[Part of a data file]
# # # # #

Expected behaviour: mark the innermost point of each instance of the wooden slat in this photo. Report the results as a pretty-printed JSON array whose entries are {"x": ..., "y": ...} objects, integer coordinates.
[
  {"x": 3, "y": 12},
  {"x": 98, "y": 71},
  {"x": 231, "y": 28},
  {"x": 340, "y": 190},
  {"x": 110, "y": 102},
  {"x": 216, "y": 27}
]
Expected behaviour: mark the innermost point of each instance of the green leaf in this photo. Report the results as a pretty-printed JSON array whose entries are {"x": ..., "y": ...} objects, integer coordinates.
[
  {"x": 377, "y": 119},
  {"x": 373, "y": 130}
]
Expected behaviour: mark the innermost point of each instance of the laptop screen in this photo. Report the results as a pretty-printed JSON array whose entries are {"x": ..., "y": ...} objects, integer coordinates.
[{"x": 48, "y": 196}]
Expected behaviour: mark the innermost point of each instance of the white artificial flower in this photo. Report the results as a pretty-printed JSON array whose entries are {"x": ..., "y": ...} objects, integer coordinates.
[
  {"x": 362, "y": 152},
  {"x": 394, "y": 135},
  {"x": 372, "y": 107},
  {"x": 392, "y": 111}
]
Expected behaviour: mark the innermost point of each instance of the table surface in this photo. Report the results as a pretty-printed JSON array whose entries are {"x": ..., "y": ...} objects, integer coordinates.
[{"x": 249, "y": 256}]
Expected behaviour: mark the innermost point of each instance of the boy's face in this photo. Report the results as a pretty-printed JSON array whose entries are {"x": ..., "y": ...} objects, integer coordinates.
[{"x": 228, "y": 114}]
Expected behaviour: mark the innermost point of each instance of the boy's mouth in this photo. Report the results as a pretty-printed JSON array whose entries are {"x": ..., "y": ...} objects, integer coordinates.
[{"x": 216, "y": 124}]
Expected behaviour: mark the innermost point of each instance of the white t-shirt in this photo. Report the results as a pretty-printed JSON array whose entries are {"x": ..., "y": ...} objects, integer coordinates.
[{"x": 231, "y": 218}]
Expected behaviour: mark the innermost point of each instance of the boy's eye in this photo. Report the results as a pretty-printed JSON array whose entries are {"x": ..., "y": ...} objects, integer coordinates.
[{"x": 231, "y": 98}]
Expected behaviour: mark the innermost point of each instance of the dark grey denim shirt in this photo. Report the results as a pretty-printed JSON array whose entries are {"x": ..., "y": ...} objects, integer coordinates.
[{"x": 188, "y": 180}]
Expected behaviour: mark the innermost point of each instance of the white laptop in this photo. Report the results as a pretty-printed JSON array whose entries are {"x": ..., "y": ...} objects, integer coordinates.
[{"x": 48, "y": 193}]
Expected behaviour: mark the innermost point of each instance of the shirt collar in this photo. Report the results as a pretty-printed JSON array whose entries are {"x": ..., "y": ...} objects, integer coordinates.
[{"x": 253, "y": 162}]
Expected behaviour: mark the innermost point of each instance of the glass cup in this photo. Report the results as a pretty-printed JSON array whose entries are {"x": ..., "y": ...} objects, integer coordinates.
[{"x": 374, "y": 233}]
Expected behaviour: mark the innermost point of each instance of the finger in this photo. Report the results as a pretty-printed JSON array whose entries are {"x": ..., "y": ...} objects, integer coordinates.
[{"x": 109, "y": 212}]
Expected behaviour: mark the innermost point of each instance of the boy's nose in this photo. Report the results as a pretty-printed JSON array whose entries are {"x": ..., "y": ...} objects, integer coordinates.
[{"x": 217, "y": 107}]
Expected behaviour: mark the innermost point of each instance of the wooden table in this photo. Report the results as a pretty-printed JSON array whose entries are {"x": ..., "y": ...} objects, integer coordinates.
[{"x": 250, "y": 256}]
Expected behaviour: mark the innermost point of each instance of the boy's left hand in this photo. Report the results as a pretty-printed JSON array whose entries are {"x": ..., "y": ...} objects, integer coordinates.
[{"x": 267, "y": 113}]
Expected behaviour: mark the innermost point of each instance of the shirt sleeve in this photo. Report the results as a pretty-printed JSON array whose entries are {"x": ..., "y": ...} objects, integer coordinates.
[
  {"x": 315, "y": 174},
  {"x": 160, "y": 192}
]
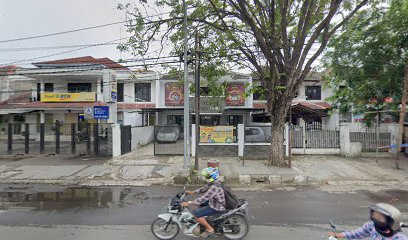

# # # # #

**What is needed**: Count the lines in the entries above that contain the string "table", and give only that number.

**Full answer**: 2